◆ **Set exercise 1**: In the post below about learning Go, translate this sentence into Spanish: "I had no new framework or product to promote."
◆ **Set exercise 2**: Write what comes next in the post below about learning Go, picking up after its final sentence.

◆ **Text shown**:
────────

Weird Web October - Transparency
When we decide you want to learn something new it can feel incredibly daunting. Regardless of starting point or motivation, we are embarking on a journey into the unknown. Questions are everywhere;
- What should I learn?
- Where do I start?
- How should I learn?
- How do I measure progress?
- What if I give up?
Back in 2019, I gave a talk at the London Gophers meet-up. The talk was titled: Beyond the Tour. I can remember feeling like a fraud for giving the talk. I was well in to a career working with technology and here I was, using up a precious speaking slot, talking as if I was a complete beginner. I hadn’t achieved anything groundbreaking with Go. I had no new framework or product to promote. This was a talk about learning, an approach to learning that embraced the fact that I had other interests outside the world of Go. At the heart of my journey to learn Go, a series of intersecting interests.
I am interested in photography and was interested in generating statistics around how I shoot. Do I tend to gravitate to similar aperture, shutter speed, iso settings or is my photography all over the place. I was learning Go, and this was a great excuse to combine these interests; I set out to build an Exif parser in Go.
Interested in Art? An exhibition at the Tate Modern back in 2018 inspired me to explore generative art with Art in The Age of Computers.

────────

◆ **Records in a dataset**:

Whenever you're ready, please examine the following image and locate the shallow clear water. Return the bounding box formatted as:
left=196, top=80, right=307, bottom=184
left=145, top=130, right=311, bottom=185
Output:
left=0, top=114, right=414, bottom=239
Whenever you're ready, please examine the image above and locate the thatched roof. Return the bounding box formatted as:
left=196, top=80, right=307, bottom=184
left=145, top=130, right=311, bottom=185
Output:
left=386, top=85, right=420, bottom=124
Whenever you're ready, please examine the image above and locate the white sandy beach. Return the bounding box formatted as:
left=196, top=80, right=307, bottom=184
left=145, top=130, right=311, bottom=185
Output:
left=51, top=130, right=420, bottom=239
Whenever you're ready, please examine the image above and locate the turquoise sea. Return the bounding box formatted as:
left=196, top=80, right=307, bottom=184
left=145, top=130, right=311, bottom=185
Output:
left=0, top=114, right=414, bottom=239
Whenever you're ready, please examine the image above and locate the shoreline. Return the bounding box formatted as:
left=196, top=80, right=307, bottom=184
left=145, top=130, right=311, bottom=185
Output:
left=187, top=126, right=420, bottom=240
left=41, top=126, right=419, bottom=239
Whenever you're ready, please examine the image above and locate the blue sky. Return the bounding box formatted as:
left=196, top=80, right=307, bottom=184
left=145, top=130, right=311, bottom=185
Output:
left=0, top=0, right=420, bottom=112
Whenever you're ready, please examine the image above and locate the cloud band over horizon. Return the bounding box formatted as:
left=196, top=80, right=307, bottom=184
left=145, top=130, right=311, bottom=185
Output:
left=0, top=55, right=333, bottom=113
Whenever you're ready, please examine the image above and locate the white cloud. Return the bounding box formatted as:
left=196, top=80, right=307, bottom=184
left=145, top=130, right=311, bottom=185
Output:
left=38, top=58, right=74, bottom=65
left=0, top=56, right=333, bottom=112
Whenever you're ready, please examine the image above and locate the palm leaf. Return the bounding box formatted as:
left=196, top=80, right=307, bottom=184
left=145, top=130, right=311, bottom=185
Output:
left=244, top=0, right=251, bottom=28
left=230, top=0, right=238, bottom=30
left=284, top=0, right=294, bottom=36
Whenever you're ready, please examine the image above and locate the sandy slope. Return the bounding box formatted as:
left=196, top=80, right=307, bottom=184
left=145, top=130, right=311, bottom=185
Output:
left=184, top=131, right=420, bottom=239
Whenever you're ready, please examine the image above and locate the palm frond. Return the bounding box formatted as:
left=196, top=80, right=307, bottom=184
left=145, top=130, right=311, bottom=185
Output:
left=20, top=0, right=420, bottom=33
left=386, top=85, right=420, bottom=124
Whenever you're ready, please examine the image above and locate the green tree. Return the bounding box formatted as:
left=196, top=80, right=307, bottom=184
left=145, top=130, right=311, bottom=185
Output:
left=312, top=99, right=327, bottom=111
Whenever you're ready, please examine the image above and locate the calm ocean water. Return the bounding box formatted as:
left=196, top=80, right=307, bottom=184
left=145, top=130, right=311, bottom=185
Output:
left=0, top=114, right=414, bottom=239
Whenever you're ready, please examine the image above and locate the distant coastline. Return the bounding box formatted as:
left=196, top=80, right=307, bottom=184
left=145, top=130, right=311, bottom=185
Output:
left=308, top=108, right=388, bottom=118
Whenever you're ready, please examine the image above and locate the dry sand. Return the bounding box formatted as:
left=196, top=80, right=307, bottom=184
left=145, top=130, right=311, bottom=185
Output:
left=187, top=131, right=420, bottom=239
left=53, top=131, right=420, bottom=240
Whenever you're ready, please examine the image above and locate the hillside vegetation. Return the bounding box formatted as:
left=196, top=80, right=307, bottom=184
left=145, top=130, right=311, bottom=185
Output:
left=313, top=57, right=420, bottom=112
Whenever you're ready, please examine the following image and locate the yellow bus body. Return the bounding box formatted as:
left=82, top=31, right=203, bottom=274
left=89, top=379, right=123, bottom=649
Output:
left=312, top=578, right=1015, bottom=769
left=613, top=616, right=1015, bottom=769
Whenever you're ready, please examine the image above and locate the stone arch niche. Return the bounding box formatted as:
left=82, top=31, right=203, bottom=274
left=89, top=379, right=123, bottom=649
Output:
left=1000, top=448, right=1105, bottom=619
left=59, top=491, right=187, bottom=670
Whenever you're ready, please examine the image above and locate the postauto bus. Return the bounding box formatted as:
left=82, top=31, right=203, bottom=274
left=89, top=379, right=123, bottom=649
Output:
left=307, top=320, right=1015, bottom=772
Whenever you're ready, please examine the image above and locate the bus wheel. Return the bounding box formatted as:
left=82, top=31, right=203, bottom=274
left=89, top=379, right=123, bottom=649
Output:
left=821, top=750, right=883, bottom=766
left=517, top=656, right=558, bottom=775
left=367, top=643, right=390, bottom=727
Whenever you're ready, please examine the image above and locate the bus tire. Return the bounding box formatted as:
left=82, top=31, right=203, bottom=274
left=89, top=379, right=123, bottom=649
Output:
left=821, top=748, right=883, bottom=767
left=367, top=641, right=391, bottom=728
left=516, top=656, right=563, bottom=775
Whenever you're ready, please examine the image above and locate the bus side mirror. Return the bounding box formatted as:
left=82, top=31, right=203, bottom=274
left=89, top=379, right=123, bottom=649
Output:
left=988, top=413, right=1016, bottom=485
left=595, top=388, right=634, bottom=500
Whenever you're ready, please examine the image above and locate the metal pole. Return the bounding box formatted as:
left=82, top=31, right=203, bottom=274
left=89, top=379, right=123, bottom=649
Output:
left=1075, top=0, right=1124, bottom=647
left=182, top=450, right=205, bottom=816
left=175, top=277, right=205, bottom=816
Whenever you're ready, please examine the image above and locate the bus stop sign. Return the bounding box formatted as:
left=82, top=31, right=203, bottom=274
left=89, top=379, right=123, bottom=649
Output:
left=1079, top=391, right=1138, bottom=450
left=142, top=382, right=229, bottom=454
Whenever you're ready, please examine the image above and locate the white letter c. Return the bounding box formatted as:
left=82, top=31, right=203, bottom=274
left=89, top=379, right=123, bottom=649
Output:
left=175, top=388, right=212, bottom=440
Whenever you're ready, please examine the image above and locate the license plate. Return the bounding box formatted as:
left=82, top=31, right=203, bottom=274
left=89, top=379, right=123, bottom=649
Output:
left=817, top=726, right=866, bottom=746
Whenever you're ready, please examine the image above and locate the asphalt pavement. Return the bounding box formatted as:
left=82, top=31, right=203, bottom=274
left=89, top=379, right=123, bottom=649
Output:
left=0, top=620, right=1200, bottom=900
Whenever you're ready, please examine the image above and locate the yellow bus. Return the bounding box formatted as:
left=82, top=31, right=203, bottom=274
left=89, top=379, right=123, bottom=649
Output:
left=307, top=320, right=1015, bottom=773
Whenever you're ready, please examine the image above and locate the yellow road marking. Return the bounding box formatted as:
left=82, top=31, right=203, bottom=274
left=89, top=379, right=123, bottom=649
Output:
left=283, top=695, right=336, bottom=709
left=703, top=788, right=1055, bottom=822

────────

◆ **Result 1**: No tenía ningún framework ni producto nuevo que promocionar.

◆ **Result 2**:
A consistent hobby of mine has been learning Chinese. Languages were never a strength of mine at school. And my journey to learn Chinese has been one of slow but stubborn persistence and many years stuck at a learning plateaus (pdf). Two things have been instrumental in my stubborn persistence:
- The belief that taking a break is not giving up
- The ability to combine learning Chinese with other interests
The first of these could be seen as an excuse for backing away from learning the language. Taking a break can feel like it undoes months of learning in a matter of weeks. But it is the ability to combine learning Chinese with other interests that has helped keep me combing back to the language.
When I get stuck, or start to lose interest in learning Chinese, looking for ways to combine it with other things I’m doing can inject a new sense of energy.
- Bedtime story for the boys? Try reading in Chinese.
- Nothing to read at my current level? An app that highlights known characters.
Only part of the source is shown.